CORTE DI CASSAZIONE – Sentenza 14 dicembre 2020, n. 28414
Procedura di selezione interna di conferimento di incarico – Illegittimità – Risarcimento del danno patrimoniale – Differenze retributive – Inidoneità attitudinale
Fatti di causa
La Corte d’Appello di Caltanissetta, con sentenza resa pubblica il 2/3/2017, in riforma della pronuncia di primo grado, rigettava la domanda proposta da I.C. nei confronti della s.p.a. S. società gestioni sanitarie, intesa a conseguire pronuncia di illegittimità della procedura di selezione interna di conferimento dell’incarico di caposala e dell’atto finale di graduatoria, il conseguente inquadramento nel livello Ds. e la condanna della società al risarcimento del danno patrimoniale nella misura delle differenze retributive spettanti nonché del pregiudizio alla professionalità.
La Corte di merito, in estrema sintesi, perveniva alla reiezione della domanda proposta dalla lavoratrice, valorizzando la inidoneità attitudinale della predetta, obiettivata dalla specifica attestazione resa dalla società specializzata P. s.r.l. Deduceva pertanto che, in assenza di una sia pur minima possibilità di vedersi attribuito l’incarico in questione, in ragione del mancato possesso dei requisiti richiesti, doveva ritenersi assente l’interesse ad agire della lavoratrice.
Avverso tale decisione I.C. interpone ricorso per cassazione affidato a due motivi.
Resiste la società intimata con controricorso successivamente illustrato da memoria ex art. 378 c.p.c.
Ragioni della decisione
1. Con il primo motivo si denuncia violazione e falsa applicazione degli artt. 1175 e 1128 c.c. in relazione all’art. 360 comma primo n.3 c.p.c. nonché omesso esame circa un fatto decisivo per il giudizio che è stato oggetto di discussione fra le parti.
Si criticano gli approdi ai quali è pervenuto il giudice del gravame per non aver disposto alcun confronto critico del risultato della scheda redatta dalla società P. con i titoli posseduti ed i corsi frequentati, idonei a dimostrare che la valutazione delle altre due concorrenti era falsata, l’atto finale di graduatoria essendo contrario a correttezza e buona fede e non conforme ai parametri di imparzialità e trasparenza cui deve essere informato l’agire della parte datoriale nell’espletamento della procedura selettiva; detta violazione si sarebbe risolta, in sintesi, nel mancato svolgimento di alcun confronto critico fra la summenzionata scheda valutativa ed i titoli posseduti dalla concorrente.
Si censura poi, analiticamente, il contenuto del rapporto redatto dalla società specializzata, non risultando comprensibili i parametri adottati dell’esperto valutatore per l’attribuzione alle altre due candidate, e del punteggio specificamente assegnato per ogni voce di riferimento, ponendosi in dubbio anche la attendibilità della selezione e la adeguatezza del personale valutatore.

Dati forniti:
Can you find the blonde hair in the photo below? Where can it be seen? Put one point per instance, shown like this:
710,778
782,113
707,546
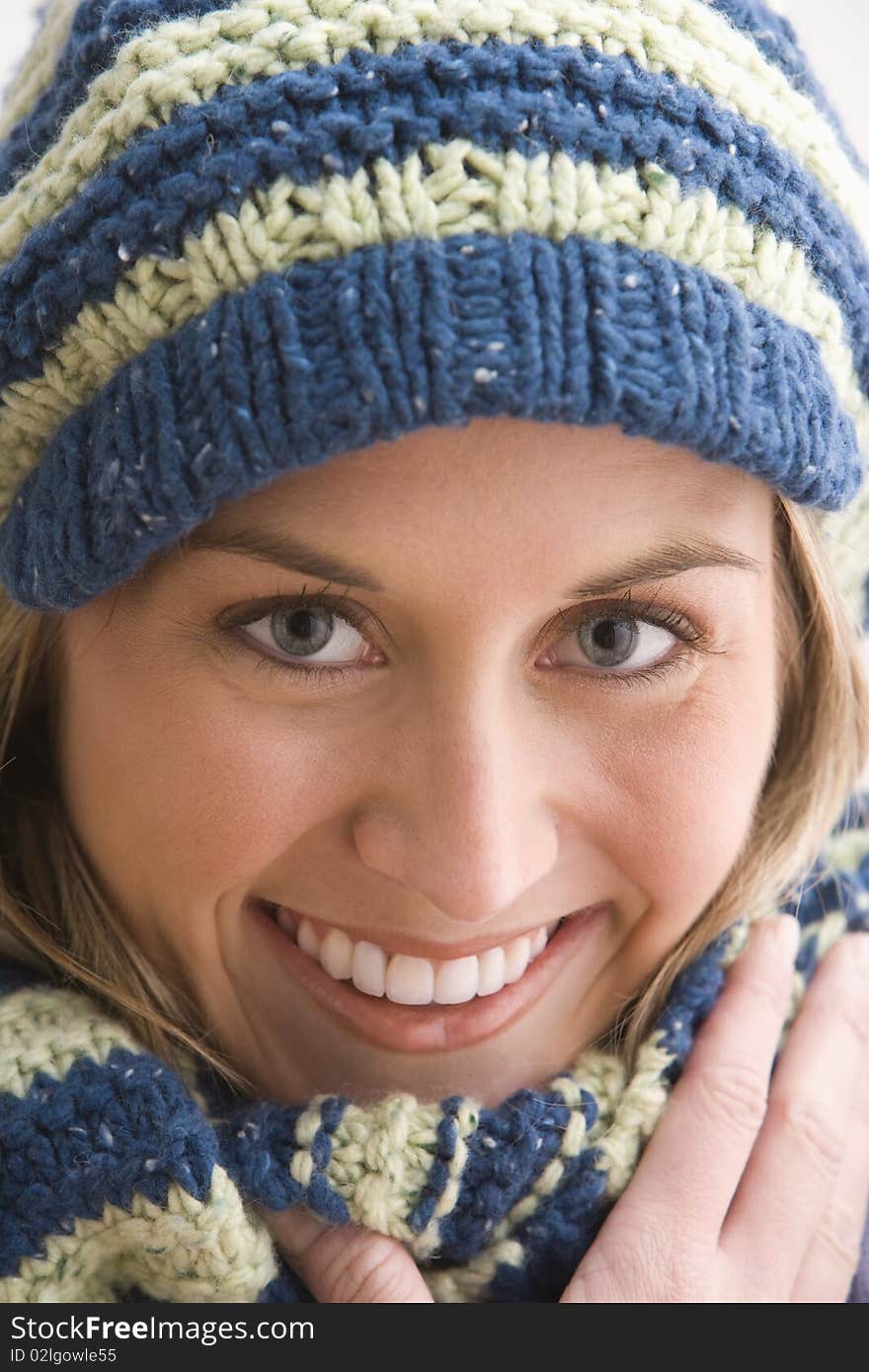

Compiti richiesti:
1. Riscrivi in forma più breve il paragrafo della sentenza che inizia con «La Corte di merito, in estrema sintesi», conservandone i fatti principali.
2. Trascrivi il passo della sentenza cominciando dalle parole "Ragioni della decisione" e fermandoti dopo le parole "fra le parti.".

Risposte scritte:
1. La Corte di merito respinse la domanda della lavoratrice per la sua inidoneità attitudinale, attestata dalla società specializzata P. s.r.l. Poiché, senza i requisiti richiesti, non aveva alcuna possibilità di ottenere l'incarico, la Corte ritenne assente il suo interesse ad agire.

2.
Ragioni della decisione
1. Con il primo motivo si denuncia violazione e falsa applicazione degli artt. 1175 e 1128 c.c. in relazione all’art. 360 comma primo n.3 c.p.c. nonché omesso esame circa un fatto decisivo per il giudizio che è stato oggetto di discussione fra le parti.